▶ **WHAT YOU SHOULD DO**: Would you return the complete listing below word for word?

▶ **INPUT**:

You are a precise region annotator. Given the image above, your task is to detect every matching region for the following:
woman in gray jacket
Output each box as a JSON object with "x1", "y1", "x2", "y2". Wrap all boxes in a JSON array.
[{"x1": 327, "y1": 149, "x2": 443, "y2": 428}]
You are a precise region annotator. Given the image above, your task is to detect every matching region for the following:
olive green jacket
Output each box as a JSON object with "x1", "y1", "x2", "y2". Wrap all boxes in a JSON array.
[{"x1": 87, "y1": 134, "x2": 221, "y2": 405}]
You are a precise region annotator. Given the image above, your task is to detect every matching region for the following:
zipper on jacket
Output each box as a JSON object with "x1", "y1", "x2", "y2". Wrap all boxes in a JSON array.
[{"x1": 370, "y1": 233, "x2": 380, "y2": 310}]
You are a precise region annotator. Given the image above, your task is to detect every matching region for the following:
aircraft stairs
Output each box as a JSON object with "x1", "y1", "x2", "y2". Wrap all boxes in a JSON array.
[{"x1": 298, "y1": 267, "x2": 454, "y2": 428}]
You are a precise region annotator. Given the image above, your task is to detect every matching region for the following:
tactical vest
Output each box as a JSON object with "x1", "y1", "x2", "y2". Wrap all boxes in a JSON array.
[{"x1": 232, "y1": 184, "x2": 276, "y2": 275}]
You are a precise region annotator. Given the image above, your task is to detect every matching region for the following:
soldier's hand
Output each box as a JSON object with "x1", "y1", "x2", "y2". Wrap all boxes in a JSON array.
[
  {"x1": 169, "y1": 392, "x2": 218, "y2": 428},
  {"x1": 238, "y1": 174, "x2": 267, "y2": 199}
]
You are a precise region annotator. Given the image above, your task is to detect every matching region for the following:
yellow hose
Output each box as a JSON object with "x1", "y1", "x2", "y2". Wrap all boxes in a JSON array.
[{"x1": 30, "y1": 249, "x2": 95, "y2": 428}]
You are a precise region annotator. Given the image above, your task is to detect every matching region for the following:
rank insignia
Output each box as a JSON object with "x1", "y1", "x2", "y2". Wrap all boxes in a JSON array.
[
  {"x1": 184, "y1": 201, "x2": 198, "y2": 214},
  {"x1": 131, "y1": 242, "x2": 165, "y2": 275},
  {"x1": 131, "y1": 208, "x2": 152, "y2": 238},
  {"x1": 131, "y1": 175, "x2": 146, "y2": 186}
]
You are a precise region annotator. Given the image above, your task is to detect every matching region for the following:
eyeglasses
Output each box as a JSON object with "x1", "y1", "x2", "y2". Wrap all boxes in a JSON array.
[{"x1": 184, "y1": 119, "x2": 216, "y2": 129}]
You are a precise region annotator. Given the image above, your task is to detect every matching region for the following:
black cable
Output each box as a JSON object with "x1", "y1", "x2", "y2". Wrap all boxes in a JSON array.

▶ **THE OUTPUT**:
You are a precise region annotator. Given the image above, your task is to detect every matching region for the following:
woman in gray jacket
Output each box as a JSON object with "x1", "y1", "x2", "y2". Wrap all boxes in a JSON array.
[{"x1": 327, "y1": 149, "x2": 443, "y2": 428}]
You are a precise region annotator. Given the image above, your task is to detect every matching region for the following:
olive green jacket
Output each box as a JSON object with "x1", "y1", "x2", "y2". Wrap all boxes in a JSON array.
[{"x1": 87, "y1": 134, "x2": 221, "y2": 405}]
You are a precise region annotator. Given the image above, your task is to detect every matching region for the following:
zipper on jacket
Output each box as a JSON object with "x1", "y1", "x2", "y2". Wrap all boxes in a JSON array.
[{"x1": 370, "y1": 233, "x2": 380, "y2": 310}]
You are a precise region annotator. Given the image above, your task is to detect every matching region for the following:
aircraft stairs
Output each box as a JSON object with "x1", "y1", "x2", "y2". Wrap all boxes in a JSON array.
[{"x1": 298, "y1": 267, "x2": 454, "y2": 428}]
You are a precise region annotator. Given the image above, your task is to detect every matching region for the following:
tactical vest
Output each box as a JSON object with "x1", "y1", "x2", "y2". Wrap all boxes in a JSON array.
[{"x1": 232, "y1": 184, "x2": 276, "y2": 275}]
You are a precise region annotator. Given the image above, your task is to detect every matching region for the following:
soldier's hand
Output each box as a JSON object with "x1", "y1", "x2", "y2". Wrap all boxes in a JSON array.
[
  {"x1": 169, "y1": 392, "x2": 218, "y2": 428},
  {"x1": 238, "y1": 174, "x2": 267, "y2": 199}
]
You are a precise region annotator. Given the image above, your task is to detect every matching region for the following:
yellow hose
Output each box as a JSON object with "x1", "y1", "x2", "y2". Wrap all boxes in a JSON array.
[{"x1": 30, "y1": 249, "x2": 95, "y2": 428}]
You are a precise region annotator. Given the image above, your task is to detect every matching region for the following:
rank insignia
Output each box as a JSON object with "x1", "y1", "x2", "y2". Wrap all boxes in a JSON array.
[
  {"x1": 184, "y1": 201, "x2": 198, "y2": 214},
  {"x1": 131, "y1": 242, "x2": 165, "y2": 275},
  {"x1": 131, "y1": 208, "x2": 152, "y2": 238},
  {"x1": 131, "y1": 175, "x2": 146, "y2": 186}
]
You are a precise region annotator. Given the image above, your task is to detect every matching region for the following:
eyeglasses
Output each box as a JSON object with "x1", "y1", "x2", "y2". Wrap all boxes in a JSON array.
[{"x1": 184, "y1": 119, "x2": 216, "y2": 129}]
You are a precise region annotator. Given the image above, your task is to detect every matching region for the following:
black cable
Output each box as a JSON object with "x1", "y1", "x2", "y2". Wrap all boxes in a JSON array.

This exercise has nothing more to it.